Request 1 -
List every field that the technical field section of the patent text below says the embodiments relate to.

Given text -

---+---

CROSS REFERENCE TO RELATED APPLICATIONSThis patent application claims the priority and benefit of U.S. provisional patent application 61/356,543 filed on Jun. 18, 2010 entitled “Multilingual Federated Search Apparatus” and of U.S. Provisional Patent Application No. 61/417,454 filed Nov. 29, 2010 entitled “Browser Based Multilingual Federated Search Services”. Provisional Patent Applications 61/356,543 and 61/417,454 are herein incorporated by reference.
TECHNICAL FIELDEmbodiments are generally related to search engines, federated search, subscription services, language translation, automated language translation, servers, databases, and web browsers.
BACKGROUND OF THE INVENTIONSearching for information was one of the first great needs that arose after the widespread deployment and acceptance of the world wide web. Search engines were developed to meet that need. In general, a search engine downloads web pages and indexes them to thereby produce a huge database, called an index, relating search terms to web pages. A user can thereafter submit search terms to the search engine to receive suggestions of which web pages might best meet the user's needs. The search engine can accept other search parameters such as publication windows and exclusion terms that, by their appearance in a document, exclude that document from the search result.
Metasearch engines leverage regular search engines by accepting the user's search terms and then submitting them to a number of different search engines. The metasearch engine then presents an aggregation of the search results returned by the search engines. The meta search engine need never produce its own database of indexed search terms.
Search engines, however, are typically not well suited for guiding users to data that is not on a web page and indexed. The “Deep Web” refers to the vast data resources that can be reached through the internet but do not appear in typical search engine results. In contrast, the “surface web” refers to the data that is normally indexed by normal search engines.
Examples of data sources that are unlikely to contribute to a search engine's results are the “Multiple Listing Service” used by realtors, the Westlaw database used by lawyers, and the various publications' databases used by scientists and engineers. Standard search engines do not index these exemplary databases for two reasons. Firstly, they are often subscription based. Secondly, they are not available in a format that is easily handled by the standard search engines.
Another set of data sources that are unlikely to contribute to a particular user's search results are those data sources in a foreign language that the user does not understand. Foreign language search results can, and do, occasionally appear but they do not contribute anything when a language barrier prevents understanding. Furthermore, search engines tend to return the foreign language references because the foreign web site uses tags, metadata, or foreign language words textually similar to the user's search terms. As such, the references tend to be irrelevant because textual similarity across languages, particularly with metadata, does not reliably indicate similar meanings.
Users typically use web browsers to access search engines. In the recent past, most web browsers have included javascript interpreters and have optionally included java virtual machine plug-ins. These interpreters and plug ins provide the web browser with the capability of running applications and application modules within the browser itself. A more recent advance is HTML 5. Browsers supporting HTML 5 have the capability of running applications as before but with greater abilities with respect to common libraries, user interface elements, and client side storage.

---+---

Request 2 -
Please select each line of the records below that contains the word "horse". Case counts.

Region segmentation data
---+---

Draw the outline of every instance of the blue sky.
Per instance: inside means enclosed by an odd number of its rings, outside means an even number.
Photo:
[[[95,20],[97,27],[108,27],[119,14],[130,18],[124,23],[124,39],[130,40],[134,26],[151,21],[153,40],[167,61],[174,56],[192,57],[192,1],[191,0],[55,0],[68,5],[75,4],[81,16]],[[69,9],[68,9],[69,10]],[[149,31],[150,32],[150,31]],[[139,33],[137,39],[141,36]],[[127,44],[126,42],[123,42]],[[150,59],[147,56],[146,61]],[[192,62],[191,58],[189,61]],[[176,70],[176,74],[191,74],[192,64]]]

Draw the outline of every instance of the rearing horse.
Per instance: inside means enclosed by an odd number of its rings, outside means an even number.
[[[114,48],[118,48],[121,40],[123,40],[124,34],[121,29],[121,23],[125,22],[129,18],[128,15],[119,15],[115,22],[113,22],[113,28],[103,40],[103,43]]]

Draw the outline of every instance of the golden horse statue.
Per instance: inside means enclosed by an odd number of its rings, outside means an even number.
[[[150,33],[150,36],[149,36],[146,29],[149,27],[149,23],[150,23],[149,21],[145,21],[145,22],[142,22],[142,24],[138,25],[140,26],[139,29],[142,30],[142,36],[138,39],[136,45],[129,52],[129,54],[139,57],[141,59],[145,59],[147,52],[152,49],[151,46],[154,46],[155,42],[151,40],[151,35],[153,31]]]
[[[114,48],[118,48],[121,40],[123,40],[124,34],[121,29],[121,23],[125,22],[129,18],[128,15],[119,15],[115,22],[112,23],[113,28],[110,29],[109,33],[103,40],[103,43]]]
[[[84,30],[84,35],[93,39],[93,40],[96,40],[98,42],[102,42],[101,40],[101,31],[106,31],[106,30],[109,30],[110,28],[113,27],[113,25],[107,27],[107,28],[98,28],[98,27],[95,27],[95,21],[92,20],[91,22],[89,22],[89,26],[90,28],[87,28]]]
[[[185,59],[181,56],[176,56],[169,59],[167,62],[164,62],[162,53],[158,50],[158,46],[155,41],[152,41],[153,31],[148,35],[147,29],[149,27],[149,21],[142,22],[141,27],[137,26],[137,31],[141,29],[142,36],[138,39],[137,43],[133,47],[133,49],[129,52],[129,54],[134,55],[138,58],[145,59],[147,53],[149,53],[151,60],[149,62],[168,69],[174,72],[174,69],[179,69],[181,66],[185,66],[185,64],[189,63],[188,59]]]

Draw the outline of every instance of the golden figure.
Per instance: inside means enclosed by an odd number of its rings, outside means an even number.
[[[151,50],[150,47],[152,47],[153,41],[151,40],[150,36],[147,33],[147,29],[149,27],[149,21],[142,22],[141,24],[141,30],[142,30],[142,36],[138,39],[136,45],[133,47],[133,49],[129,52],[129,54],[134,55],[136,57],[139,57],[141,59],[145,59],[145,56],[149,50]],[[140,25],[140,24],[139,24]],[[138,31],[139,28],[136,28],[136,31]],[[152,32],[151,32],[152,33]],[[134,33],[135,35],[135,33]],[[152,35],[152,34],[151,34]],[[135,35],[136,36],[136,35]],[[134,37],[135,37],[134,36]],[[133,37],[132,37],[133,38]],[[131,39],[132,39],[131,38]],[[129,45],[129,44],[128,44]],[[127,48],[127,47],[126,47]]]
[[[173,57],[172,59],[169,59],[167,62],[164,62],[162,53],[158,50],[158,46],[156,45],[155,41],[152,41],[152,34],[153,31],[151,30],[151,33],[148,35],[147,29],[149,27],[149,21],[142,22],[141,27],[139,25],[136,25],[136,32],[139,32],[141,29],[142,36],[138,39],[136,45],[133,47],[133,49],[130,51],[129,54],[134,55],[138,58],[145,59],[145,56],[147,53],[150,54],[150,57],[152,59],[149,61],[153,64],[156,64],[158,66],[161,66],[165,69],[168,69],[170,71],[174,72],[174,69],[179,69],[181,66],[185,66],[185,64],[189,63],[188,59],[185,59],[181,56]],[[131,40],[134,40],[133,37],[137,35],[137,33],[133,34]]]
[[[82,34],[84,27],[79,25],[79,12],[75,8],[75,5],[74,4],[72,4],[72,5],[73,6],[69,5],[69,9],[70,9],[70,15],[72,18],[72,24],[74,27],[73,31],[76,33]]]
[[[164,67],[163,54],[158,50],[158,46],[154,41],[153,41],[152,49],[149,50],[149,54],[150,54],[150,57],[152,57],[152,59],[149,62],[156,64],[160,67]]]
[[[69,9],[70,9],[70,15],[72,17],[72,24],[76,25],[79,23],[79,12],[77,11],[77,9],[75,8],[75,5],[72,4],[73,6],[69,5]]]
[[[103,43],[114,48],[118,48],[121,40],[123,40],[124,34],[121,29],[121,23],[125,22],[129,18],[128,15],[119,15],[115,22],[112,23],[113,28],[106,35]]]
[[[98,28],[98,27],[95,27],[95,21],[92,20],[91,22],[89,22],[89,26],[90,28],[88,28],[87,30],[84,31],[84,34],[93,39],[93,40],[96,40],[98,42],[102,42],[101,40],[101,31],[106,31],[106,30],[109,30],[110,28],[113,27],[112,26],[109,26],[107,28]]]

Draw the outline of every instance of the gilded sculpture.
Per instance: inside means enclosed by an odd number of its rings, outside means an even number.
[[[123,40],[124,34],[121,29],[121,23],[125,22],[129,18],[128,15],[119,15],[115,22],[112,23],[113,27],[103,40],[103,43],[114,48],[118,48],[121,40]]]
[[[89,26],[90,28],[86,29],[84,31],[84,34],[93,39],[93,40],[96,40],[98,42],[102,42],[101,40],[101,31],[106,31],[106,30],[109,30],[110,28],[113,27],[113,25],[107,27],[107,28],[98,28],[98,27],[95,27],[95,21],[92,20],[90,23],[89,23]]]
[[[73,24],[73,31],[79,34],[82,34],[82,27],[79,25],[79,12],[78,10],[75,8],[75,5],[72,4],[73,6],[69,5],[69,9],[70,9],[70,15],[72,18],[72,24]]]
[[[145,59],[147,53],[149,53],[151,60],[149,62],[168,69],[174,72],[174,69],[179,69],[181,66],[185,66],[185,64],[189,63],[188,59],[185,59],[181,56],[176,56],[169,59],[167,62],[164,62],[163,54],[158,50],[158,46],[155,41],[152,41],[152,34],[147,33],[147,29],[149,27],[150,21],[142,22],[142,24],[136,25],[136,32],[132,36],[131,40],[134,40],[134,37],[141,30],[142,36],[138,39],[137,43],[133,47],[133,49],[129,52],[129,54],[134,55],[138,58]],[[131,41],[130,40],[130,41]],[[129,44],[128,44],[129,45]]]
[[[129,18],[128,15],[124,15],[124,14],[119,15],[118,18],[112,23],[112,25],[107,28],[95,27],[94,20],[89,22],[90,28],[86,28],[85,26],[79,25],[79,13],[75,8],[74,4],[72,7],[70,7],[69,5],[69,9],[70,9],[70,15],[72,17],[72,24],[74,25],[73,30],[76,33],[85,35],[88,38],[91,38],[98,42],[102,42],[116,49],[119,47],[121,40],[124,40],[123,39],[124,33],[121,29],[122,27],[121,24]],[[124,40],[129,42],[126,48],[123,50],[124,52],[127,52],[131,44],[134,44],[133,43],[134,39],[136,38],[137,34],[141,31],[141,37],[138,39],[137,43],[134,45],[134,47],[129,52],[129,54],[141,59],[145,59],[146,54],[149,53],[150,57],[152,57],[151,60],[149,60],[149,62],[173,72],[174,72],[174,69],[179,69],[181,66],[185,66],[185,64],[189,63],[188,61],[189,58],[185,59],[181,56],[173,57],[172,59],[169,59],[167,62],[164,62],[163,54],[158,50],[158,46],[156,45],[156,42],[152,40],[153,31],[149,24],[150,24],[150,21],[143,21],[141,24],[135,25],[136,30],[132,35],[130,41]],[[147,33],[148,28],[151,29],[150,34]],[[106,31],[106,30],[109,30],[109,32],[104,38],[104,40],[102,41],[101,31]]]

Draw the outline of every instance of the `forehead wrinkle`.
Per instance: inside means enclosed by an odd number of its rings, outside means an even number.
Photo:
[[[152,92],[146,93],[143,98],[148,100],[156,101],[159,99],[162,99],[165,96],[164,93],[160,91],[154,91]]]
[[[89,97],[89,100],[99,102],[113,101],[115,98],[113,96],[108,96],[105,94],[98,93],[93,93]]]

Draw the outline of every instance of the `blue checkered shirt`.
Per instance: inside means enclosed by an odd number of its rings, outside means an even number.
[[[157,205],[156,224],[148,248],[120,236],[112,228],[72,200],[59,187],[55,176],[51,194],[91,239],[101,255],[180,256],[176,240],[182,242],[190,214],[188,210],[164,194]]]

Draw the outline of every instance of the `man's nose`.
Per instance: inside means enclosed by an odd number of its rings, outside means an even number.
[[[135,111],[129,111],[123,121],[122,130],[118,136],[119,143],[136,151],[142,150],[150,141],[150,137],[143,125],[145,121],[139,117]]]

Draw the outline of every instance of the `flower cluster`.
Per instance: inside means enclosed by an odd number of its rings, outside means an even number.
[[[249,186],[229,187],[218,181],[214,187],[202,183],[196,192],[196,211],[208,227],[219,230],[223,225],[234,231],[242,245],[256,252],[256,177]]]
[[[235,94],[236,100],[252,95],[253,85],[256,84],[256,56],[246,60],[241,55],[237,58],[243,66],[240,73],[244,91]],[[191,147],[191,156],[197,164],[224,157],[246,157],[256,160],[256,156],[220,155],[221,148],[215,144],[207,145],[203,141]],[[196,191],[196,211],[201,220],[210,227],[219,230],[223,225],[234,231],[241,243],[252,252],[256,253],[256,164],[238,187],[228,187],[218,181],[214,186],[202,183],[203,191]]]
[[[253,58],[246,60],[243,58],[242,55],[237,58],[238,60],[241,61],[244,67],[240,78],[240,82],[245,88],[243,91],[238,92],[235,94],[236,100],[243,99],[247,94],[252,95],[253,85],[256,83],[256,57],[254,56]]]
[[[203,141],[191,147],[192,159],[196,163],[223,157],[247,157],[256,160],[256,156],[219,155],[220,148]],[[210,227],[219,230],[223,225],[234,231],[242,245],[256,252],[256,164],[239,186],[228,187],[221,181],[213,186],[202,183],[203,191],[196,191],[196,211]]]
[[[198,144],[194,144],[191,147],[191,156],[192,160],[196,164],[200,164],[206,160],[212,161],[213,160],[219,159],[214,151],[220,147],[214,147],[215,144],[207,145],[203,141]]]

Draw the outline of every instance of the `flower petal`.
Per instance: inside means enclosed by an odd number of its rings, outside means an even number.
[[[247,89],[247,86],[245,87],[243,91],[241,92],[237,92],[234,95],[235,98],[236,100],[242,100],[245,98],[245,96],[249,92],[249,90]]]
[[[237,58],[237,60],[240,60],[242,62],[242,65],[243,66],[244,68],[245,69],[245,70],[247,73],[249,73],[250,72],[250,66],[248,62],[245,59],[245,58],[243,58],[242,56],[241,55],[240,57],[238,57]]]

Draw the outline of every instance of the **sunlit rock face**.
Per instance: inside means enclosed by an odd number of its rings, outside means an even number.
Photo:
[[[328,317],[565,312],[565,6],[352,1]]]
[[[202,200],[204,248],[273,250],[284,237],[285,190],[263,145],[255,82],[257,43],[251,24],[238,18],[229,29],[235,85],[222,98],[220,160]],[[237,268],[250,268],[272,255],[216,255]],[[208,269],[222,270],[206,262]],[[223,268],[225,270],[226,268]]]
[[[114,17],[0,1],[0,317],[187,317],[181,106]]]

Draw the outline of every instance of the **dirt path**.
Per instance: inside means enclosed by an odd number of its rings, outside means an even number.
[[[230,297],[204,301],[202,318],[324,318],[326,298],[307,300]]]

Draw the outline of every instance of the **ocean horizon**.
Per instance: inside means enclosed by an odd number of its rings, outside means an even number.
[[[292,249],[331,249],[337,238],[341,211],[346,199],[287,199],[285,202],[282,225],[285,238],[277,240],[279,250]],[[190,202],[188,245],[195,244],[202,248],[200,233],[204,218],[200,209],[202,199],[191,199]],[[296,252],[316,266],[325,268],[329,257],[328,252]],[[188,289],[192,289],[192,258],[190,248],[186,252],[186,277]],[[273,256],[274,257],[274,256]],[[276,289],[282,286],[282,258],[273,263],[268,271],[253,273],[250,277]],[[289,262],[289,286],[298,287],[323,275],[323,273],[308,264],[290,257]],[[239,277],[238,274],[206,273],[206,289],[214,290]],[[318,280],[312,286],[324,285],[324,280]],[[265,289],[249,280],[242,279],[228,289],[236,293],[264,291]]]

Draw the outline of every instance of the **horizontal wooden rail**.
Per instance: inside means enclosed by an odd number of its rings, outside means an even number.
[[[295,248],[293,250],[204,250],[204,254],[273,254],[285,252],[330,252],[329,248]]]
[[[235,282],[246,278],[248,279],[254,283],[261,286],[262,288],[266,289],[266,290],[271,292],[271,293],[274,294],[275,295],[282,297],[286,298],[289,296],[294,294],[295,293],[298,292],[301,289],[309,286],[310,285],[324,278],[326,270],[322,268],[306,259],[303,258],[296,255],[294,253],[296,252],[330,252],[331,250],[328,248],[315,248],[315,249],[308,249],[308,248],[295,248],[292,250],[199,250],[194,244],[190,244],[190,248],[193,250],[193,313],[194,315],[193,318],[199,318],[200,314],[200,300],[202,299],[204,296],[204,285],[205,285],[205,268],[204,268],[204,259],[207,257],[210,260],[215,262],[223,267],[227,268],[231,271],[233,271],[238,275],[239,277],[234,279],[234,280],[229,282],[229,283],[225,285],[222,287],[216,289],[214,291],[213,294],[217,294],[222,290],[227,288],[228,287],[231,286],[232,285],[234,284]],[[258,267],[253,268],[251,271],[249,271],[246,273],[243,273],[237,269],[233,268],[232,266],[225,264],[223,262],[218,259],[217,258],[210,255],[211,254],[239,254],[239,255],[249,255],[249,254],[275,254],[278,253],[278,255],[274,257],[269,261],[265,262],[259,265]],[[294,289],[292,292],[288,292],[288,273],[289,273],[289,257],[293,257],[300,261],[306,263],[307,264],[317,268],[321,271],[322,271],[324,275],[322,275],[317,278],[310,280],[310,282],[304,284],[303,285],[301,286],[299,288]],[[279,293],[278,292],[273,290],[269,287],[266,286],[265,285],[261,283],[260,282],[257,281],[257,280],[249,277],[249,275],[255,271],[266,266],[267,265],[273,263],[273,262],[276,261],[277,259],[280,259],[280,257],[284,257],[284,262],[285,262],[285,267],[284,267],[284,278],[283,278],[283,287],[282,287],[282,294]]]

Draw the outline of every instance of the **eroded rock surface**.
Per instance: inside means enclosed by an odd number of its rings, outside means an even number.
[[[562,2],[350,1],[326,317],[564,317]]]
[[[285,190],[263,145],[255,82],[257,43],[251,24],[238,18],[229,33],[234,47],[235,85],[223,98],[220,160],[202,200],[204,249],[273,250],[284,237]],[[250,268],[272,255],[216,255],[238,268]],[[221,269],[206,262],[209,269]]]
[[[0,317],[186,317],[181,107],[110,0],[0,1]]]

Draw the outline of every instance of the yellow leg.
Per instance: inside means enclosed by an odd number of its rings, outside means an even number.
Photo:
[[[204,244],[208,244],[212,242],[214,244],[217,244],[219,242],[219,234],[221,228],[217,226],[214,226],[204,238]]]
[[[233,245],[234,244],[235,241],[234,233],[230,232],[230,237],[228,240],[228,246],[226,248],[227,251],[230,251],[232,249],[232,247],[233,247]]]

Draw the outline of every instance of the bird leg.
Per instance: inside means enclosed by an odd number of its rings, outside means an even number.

---+---

Result 1 -
- Search engines
- Federated search
- Subscription services
- Language translation
- Automated language translation
- Servers
- Databases
- Web browsers

Result 2 -
Draw the outline of every instance of the rearing horse.
Draw the outline of every instance of the golden horse statue.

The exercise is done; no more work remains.